*** Texte extrait ***

Dernières erreurs | Les premiers à réagir étaient les Britanniques qui se sont opposés au scénario sur deux axes : d’abord, Catherine Ashton s’est dite opposée à l’alignement de l’Europe sur Washington comme le prônait Sarkozy, ce qui a provoqué un mini clash entre les deux. Puis, les Britanniques ont cessé leur livraison d’essence à l’Iran pour priver Washington de tout prétexte pour éviter l’embargo énergétique fatal aux mollahs. Ils espéraient engager Washington dans une approche plus rude qui aurait mis fin à leur dialogue avec les mollahs, ou mis en danger les mollahs afin de renverser ces alliés potentiels à Washington ou encore les pousser à solliciter un arrangement multilatéral selon le modèle de la Troïka.

***

Travail à faire:
1. D'après le texte sur la réaction britannique face à l'Iran, quelle livraison les Britanniques ont-ils interrompue ?
2. Poursuivez, s'il vous plaît, le texte sur la réaction britannique face à l'Iran à partir de sa dernière phrase.

*** Extrait source ***

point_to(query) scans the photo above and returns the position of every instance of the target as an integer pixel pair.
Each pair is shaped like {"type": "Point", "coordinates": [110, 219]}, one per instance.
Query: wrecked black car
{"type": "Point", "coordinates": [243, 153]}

***

Réponses finales:
1. Ils ont cessé de livrer de l'essence à l'Iran.

2.
Au lieu de se lancer dans un embargo de carburant, Washington a esquivé en faisant un embargo sur l’info britannique en y consacrant un entrefilet suivi d’un article affirmant que les sanctions étaient impossibles.

C’est alors que la Chine a annoncé qu’elle avait réduit ses achats de pétrole en Iran, ce qui démontre qu’elle avait conscience de la nécessité d’une coalition internationale contre Washington. Ce dernier a encore censuré.

Les Britanniques ont alors porté secours à la Chine en rediffusant la nouvelle avec leurs moyens médiatiques qui sont plus importants. En agissant ainsi, Londres espérait l’émergence d’un front commun, mais Pékin a choisi Moscou, son partenaire pour bloquer l’arrivée de l’Union Européenne en Asie Centrale. Ensembles, il y a un mois, ils ont annoncé la nécessité d’un monde multipolaire. A la suite de cette annonce, Moscou avait aussi baissé le niveau de ses échanges avec Téhéran avant d’annoncer son adhésion aux sanctions. La Chine a aussi donné publiquement son accord à des sanctions pour engager Washington dans la confrontation avec Téhéran et aussi pour redéfinir son rôle de négociateurs dans la crise.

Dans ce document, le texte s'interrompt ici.